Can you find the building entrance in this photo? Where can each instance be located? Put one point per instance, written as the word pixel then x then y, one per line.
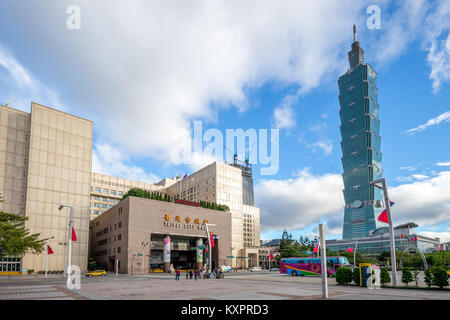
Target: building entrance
pixel 184 252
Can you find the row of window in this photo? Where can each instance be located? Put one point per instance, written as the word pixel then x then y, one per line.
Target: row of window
pixel 103 206
pixel 105 252
pixel 107 191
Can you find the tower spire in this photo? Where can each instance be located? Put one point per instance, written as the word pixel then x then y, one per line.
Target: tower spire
pixel 356 55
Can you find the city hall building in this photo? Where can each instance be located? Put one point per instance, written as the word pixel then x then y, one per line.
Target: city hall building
pixel 141 235
pixel 46 160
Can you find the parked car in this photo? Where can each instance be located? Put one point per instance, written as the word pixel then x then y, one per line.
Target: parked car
pixel 225 268
pixel 101 273
pixel 255 269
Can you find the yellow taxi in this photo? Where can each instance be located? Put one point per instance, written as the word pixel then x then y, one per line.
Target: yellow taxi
pixel 96 273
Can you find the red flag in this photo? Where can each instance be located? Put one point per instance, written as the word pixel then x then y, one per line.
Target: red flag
pixel 383 217
pixel 74 236
pixel 211 237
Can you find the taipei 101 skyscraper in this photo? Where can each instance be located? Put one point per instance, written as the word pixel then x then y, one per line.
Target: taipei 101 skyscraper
pixel 361 156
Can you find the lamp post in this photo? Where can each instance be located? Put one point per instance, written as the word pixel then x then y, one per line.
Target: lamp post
pixel 46 256
pixel 144 244
pixel 391 227
pixel 324 262
pixel 317 239
pixel 69 258
pixel 209 243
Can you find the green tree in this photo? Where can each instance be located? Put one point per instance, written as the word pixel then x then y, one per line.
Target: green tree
pixel 15 239
pixel 415 277
pixel 384 276
pixel 440 258
pixel 356 276
pixel 428 277
pixel 406 275
pixel 344 275
pixel 440 278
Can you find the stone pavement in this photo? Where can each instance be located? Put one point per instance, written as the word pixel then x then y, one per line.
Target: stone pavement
pixel 39 292
pixel 261 286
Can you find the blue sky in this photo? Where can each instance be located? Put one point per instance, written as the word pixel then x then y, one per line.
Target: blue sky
pixel 146 70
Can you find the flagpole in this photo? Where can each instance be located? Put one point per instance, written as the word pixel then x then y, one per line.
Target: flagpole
pixel 46 255
pixel 46 258
pixel 391 228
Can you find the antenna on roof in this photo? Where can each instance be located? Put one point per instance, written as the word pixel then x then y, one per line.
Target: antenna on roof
pixel 9 101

* * *

Can you copy out verbatim the lines starting at the one that contains "Can you find the flagpole" and ending after the one that contains "pixel 391 228", including both of those lines and nothing else?

THE COMPLETED TASK:
Can you find the flagpole in this photo? Where can each instance be located? Put one point per instance, written as the word pixel then x then y, one per line.
Target: flagpole
pixel 46 255
pixel 46 258
pixel 391 228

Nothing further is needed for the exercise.